▶ **Passage**:
MORE THAN 7,000 of them–a higher number than those lost to workplace injuries–are killed because of mistakes in their medication. But what’s been done to fix the system since the Institute of Medicine reported these numbers three years ago?
The Veterans Administration Medical Center of North Chicago may have found a smart answer–and it involves just simple technology. This military vets’ hospital has been part of the national VA effort to implement a program called Bar Code Medication Administration (BCMA). The program works as follows: each patient is given a wrist band with a bar code, the same type used on magazine covers, food packages and other goods so that cashiers can scan them for the correct price.
The same thing happens in this bar-coded medication system. First, all patients who enter the hospital are given a specialized bar-coded wrist band that can transmit their relevant identifying information to a hospital computer. Then, a doctor enters the patient’s prescription into the computer, and that information is sent to the pharmacy. The pharmacist picks up and verifies the order to make sure that there are no glaring discrepancies like doses that are too high or multiple medications that could interact adversely. Once everything checks out, the information is sent to a large automated machine that spits out the medications in a special bar-coded package that’s earmarked for individual patients.
To complete the circle of technology, the patient’s medication is delivered to the hospital ward and is stocked on the medication cart the nurse uses to make her rounds. Each cart is especially equipped with a laptop computer and a scanner. The nurse scans the patient’s wrist band, and then scans the bar-coded medication package. When the computer confirms that both match, it displays a signal giving the go-ahead to administer the drug. If it’s the wrong medication or the wrong patient, an error message appears instructing the nurse to hold off. According to Kay Willis, chief of pharmacy for the North Chicago VA center, this system has reduced their medication errors by as much as 87 percent. “There’s been an improvement in medications administered on time,” she says. “We have eliminated wrong-patient errors, we have eliminated wrong-drug errors and wrong-dose errors.”
So why hasn’t this program been implemented at hospitals around the country? As always, solving one part of a problem can raise a new one. Assigning bar codes to patients may remove the potential for errors caused by names that are similar or misspelled. But it doesn’t solve the issues raised by how the medications themselves are bar-coded. Right now, hospitals like the VA are receiving drugs from the manufacturer–most of which don’t come bar coded–separating them into unit doses and affixing their own bar codes. This, of course, takes more time and money, and more importantly, increases the chance of mistakes by the pharmacist who is sorting and labeling the medications.

▶ **Input data**:
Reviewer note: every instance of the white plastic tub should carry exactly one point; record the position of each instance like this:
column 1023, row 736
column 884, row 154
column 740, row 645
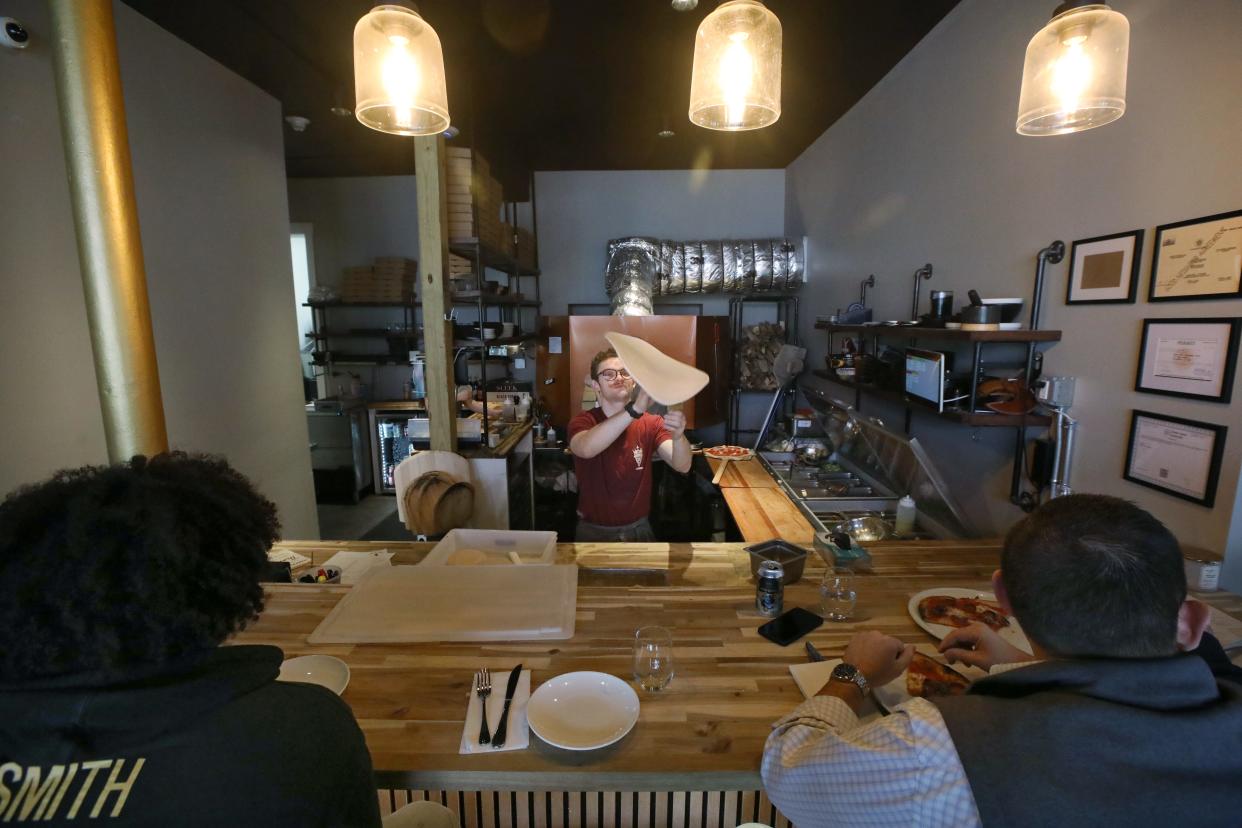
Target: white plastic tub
column 492, row 546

▶ **Explore the material**:
**a.** According to the bar-code medication article, by how much has the system reduced medication errors at the North Chicago VA center?
**b.** Please transcribe the bar-code medication article from "MORE THAN 7,000" to "three years ago?".
**c.** Render this sentence from the bar-code medication article in Spanish: "Each cart is especially equipped with a laptop computer and a scanner."

▶ **Expected responses**:
**a.** By as much as 87 percent.

**b.**
MORE THAN 7,000 of them–a higher number than those lost to workplace injuries–are killed because of mistakes in their medication. But what’s been done to fix the system since the Institute of Medicine reported these numbers three years ago?

**c.** Cada carrito está equipado especialmente con una computadora portátil y un escáner.